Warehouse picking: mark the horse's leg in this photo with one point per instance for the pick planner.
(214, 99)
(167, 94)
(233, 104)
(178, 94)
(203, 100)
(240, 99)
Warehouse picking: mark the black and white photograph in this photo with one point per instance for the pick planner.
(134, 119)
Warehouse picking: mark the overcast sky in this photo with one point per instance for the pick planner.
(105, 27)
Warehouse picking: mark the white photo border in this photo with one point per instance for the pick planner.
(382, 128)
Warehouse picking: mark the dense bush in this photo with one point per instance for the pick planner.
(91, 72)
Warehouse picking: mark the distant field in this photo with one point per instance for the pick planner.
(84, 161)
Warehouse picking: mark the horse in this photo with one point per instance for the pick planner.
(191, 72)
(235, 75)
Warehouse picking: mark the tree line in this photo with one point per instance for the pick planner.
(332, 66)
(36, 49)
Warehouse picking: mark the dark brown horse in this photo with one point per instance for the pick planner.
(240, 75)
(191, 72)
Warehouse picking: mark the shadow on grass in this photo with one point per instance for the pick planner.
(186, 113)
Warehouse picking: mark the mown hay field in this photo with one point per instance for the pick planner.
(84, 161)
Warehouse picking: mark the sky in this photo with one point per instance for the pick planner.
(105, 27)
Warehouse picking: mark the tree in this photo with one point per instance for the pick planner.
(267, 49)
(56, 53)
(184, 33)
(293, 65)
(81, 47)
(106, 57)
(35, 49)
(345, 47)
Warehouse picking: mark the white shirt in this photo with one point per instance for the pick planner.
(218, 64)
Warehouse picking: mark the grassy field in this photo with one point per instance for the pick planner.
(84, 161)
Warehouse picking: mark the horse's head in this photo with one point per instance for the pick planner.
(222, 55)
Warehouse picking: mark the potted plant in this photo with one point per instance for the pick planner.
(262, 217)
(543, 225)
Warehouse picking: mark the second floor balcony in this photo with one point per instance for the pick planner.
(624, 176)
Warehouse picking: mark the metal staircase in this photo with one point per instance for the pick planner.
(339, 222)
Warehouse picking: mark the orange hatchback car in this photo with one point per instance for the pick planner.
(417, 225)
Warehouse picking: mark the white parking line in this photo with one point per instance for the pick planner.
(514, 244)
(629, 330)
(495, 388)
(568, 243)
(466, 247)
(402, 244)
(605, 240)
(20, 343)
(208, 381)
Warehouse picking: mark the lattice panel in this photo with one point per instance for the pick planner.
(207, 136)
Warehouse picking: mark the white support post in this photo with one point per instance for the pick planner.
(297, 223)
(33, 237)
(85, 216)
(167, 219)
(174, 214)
· · · · ·
Written exercise: Reproduce the listing above with "pick planner" swapped for "route planner" everywhere it occurs, leaving everything else as it is.

Result of this exercise:
Warehouse picking: mark the horse's leg in this photo with one point per instance for the route planner.
(214, 99)
(167, 94)
(233, 104)
(178, 94)
(203, 100)
(240, 99)
Warehouse picking: mark the black and white photograph in this photo with one point per instance for the route planner.
(134, 119)
Warehouse picking: mark the overcast sky in this photo with one point per instance for the route planner.
(105, 27)
Warehouse picking: mark the white photo border in this photo with one point per instance for the route planner.
(382, 128)
Warehouse picking: mark the dense bush in this photo with one point per instance for the route planner.
(91, 72)
Warehouse picking: mark the distant field in this photo with one point per instance for the route planner.
(84, 161)
Warehouse picking: mark the horse in this photo with one point per instance for the route planner.
(191, 72)
(235, 75)
Warehouse picking: mark the tree line in this photo with one point per instance for the route planner.
(332, 66)
(36, 49)
Warehouse picking: mark the dark brown horse in this photo with one point per instance for the route planner.
(240, 75)
(191, 72)
Warehouse picking: mark the shadow on grass in this photo with one point per instance for the route planner.
(186, 113)
Warehouse picking: mark the mown hay field in this photo with one point per instance for the route planner.
(84, 161)
Warehouse picking: mark the sky in this photo with one point per instance for the route planner.
(105, 27)
Warehouse picking: mark the tree in this photo with one point per instance for the route planner.
(267, 49)
(56, 53)
(184, 33)
(293, 65)
(81, 47)
(106, 57)
(35, 49)
(345, 47)
Warehouse picking: mark the white shirt in this photo with one point per instance for the route planner.
(218, 64)
Warehouse picking: mark the grassy field in this photo with one point per instance for the route planner.
(84, 161)
Warehouse picking: mark the horse's head in this photo with one point per instance for the route planner.
(222, 55)
Warehouse picking: mark the potted plant in this photo with one point per instance for the route planner.
(262, 217)
(543, 225)
Warehouse picking: mark the second floor balcony in this photo with one point per instance for the route planner.
(624, 176)
Warehouse picking: mark the metal staircase in this photo with one point per instance for the route planner.
(339, 222)
Warehouse picking: mark the orange hatchback car in this photo with one point per instance for the route planner.
(417, 225)
Warehouse picking: mark the white parking line in this photo with one point per instance for the route planner.
(514, 244)
(629, 330)
(495, 388)
(568, 243)
(466, 247)
(402, 244)
(605, 240)
(20, 343)
(208, 381)
Warehouse picking: mark the lattice panel in this photo with one point per instance for the route planner.
(207, 136)
Warehouse picking: mark the white support post in this photo with one point per instance for the route planner.
(297, 223)
(33, 237)
(85, 216)
(167, 219)
(174, 214)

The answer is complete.